PROVIDED PASSAGE:
My theory is that the kernel blocking logic of select() or recv() is
somehow locking up the socket for a small amount of time, therefore
slowing down the backend. With the on/off blocking, the packets arrive
in groups, we get a few packets then block when nothing is available.

The test program:

TMPFILE=/tmp/pgstat.sql
export TMPFILE

if [ ! -f $TMPFILE ]
then i=0
while [ $i -lt 10000 ]
do
i=`expr $i + 1`
echo "SELECT 1;"
done > $TMPFILE
fi

time psql test < $TMPFILE >/dev/null

is basically sending 30k packets of roughly 26 bytes each, or roughly
800k in 3.5 seconds, meaning there is a packet every 0.0001 seconds. I
wouldn't have thought that was too much volume for a dual Xeon BSD
machine, but it seems it might be. Tom seeing 44% slowdown from pgbench
means Linux might have an issue too.

Two patches are attached. The first patch shows the use of the on/off
blocking method to have almost zero overhead for reading from the
socket. (The packets are discarded.) The second patch removes the
buffer process entirely and uses the on/off buffering to process the
incoming packets. I tried running two test scripts simultaneously and
saw almost no packet loss. Also keep in mind we are writing the stat
file twice a second, which might need to be pushed into a separate
process.

-- 
  Bruce Momjian                        |  http://candle.pha.pa.us
  pgman@candle.pha.pa.us               |  (610) 359-1001
  +  If your life is a hard drive,     |  13 Roberts Road
  +  Christ can be your backup.        |  Newtown Square, Pennsylvania 19073

Hannu Krosing <hannu@skype.net> writes:

Interestingly I use pg_stat_activity view to watch for stuck backends,
"stuck" in the sense that they have not noticed when client want away
and are now waitin the TCP timeout to happen. I query for backends which
have been in "<IDLE>" state for longer than XX seconds. I guess that at
least some kind of indication for this should be available.

You mean like the tcp_keepalives_idle option?

http://www.postgresql.org/docs/8.1/interactive/runtime-config-connection.html#GUC-TCP-KEEPALIVES-IDLE

--
greg

Ühel kenal päeval, P, 2006-01-08 kell 11:49, kirjutas Greg Stark:

Hannu Krosing <hannu@skype.net> writes:

Interestingly I use pg_stat_activity view to watch for stuck backends,
"stuck" in the sense that they have not noticed when client want away
and are now waitin the TCP timeout to happen. I query for backends which
have been in "<IDLE>" state for longer than XX seconds. I guess that at
least some kind of indication for this should be available.

You mean like the tcp_keepalives_idle option?

http://www.postgresql.org/docs/8.1/interactive/runtime-config-connection.html#GUC-TCP-KEEPALIVES-IDLE

Kind of, only I'd like to be able to set timeouts less than 120 minutes.

from:
http://developer.apple.com/documentation/mac/NetworkingOT/NetworkingWOT-390.html#HEADING390-0

kp_timeout
Set the requested timeout value, in minutes. Specify a value of
T_UNSPEC to use the default value. You may specify any positive
value for this field of 120 minutes or greater. The timeout
value is not an absolute requirement; if you specify a value
less than 120 minutes, TCP will renegotiate a timeout of 120
minutes.

INSTRUCTION 1:
Answer these from the mailing-list thread:
(a) How often is the stat file written?
(b) What does the second attached patch do?
(c) Which configuration option is suggested in reply to the point about stuck backends?
INSTRUCTION 2:
Carry the mailing-list thread forward from its last line.
The listing has no connection to the mailing-list thread.

ENTRIES SHOWN:
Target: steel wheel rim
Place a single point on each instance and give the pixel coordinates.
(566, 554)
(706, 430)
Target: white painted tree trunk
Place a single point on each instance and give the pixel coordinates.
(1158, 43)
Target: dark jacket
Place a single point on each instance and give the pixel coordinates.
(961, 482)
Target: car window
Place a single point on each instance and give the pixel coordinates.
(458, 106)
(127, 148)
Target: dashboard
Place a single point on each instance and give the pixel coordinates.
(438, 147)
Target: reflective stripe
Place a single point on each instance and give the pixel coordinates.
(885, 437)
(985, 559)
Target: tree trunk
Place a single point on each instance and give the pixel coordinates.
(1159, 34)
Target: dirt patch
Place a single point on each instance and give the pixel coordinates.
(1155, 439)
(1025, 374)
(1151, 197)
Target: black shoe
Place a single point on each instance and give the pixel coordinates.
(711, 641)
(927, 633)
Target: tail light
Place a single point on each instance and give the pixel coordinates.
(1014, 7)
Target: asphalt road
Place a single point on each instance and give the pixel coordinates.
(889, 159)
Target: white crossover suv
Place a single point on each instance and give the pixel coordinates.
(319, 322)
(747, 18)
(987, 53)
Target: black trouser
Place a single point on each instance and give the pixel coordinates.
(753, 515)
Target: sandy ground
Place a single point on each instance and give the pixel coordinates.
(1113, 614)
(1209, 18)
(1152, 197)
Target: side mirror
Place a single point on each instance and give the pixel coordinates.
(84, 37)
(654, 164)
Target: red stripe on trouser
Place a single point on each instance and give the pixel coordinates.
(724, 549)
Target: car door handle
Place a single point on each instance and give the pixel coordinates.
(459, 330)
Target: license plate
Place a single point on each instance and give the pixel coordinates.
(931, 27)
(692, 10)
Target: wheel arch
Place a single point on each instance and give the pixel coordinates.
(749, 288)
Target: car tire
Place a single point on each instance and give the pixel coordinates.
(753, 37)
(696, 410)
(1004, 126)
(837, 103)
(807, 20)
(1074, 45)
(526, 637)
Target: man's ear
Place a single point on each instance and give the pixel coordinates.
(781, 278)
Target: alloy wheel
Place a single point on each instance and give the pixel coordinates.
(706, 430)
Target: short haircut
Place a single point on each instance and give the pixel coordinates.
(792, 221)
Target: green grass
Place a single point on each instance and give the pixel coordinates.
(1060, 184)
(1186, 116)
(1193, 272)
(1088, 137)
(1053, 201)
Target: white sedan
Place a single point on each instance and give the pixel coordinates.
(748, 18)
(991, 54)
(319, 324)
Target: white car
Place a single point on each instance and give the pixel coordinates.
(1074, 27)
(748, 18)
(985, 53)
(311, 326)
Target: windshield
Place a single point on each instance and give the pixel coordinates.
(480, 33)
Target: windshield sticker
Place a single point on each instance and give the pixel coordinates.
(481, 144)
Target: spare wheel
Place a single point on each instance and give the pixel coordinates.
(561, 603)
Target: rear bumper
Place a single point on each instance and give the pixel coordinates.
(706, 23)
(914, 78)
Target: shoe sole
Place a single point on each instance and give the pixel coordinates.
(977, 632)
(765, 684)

TASK RESULT 1:
(a) Twice a second.
(b) It removes the buffer process entirely and uses the on/off buffering to process the incoming packets.
(c) The tcp_keepalives_idle option.

TASK RESULT 2:
-----------
Hannu

Would some people please run the attached test procedure and report back
the results? I basically need to know the patch is an improvement on
more platforms than just my own. Thanks

---------------------------------------------------------------------------

Run this script and record the time reported:

ftp://candle.pha.pa.us/pub/postgresql/mypatches/stat.script

Modify postgresql.conf:

stats_command_string = on

and reload the server. Do "SELECT * FROM pg_stat_activity;" to verify
the command string is enabled. You should see your query in the
"current query" column.

Rerun the stat.script again and record the time.

Apply this patch to CVS HEAD:

ftp://candle.pha.pa.us/pub/postgresql/mypatches/stat.nobuffer

Run the stat.script again and record the time.

Report via email your three times and your platform.

If the patch worked, the first and third times will be similar, and
the second time will be high.

---------------------------------------------------------------------------

Bruce Momjian wrote:

Tom Lane wrote:

Michael Fuhr <mike@fuhr.org> writes:

Further tests show that for this application
the killer is stats_command_string, not stats_block_level or
stats_row_level.

I tried it with pgbench -c 10, and got these results:
41% reduction in TPS rate for stats_command_string
9% reduction in TPS rate for stats_block/row_level (any combination)

strace'ing a backend confirms my belief that stats_block/row_level send
just one stats message per transaction (at least for the relatively
small number of tables touched per transaction by pgbench). However
stats_command_string sends 14(!) --- there are seven commands per
pgbench transaction and each results in sending a <command> message and
later an <IDLE> message.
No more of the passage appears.